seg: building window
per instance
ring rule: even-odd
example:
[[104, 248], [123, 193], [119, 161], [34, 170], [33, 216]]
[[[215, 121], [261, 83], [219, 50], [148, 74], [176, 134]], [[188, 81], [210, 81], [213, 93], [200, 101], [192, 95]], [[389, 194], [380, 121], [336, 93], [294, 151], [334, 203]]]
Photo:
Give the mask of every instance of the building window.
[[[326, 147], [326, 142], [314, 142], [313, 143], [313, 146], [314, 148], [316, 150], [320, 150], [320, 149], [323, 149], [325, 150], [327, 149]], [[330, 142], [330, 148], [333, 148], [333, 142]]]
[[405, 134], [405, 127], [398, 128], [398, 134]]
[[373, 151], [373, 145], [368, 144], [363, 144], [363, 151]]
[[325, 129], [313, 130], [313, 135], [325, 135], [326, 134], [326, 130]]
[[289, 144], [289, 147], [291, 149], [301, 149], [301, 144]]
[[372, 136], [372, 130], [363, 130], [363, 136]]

____

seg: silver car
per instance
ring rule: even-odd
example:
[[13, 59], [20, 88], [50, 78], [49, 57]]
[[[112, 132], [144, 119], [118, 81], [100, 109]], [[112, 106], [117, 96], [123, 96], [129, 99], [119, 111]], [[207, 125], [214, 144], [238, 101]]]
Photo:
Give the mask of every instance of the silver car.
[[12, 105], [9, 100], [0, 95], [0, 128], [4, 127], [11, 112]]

____

▸ **Stated goal**:
Reproduce the items above, starting with the line containing "seg: silver car" and going on through the line containing "Give the mask of every instance of the silver".

▸ **Answer**:
seg: silver car
per instance
ring rule: even-odd
example:
[[13, 59], [20, 88], [50, 78], [49, 57]]
[[[112, 132], [144, 119], [118, 81], [100, 109]], [[112, 106], [117, 96], [123, 96], [129, 99], [119, 111]], [[207, 125], [214, 144], [238, 101]]]
Photo:
Give the mask of every instance of the silver car.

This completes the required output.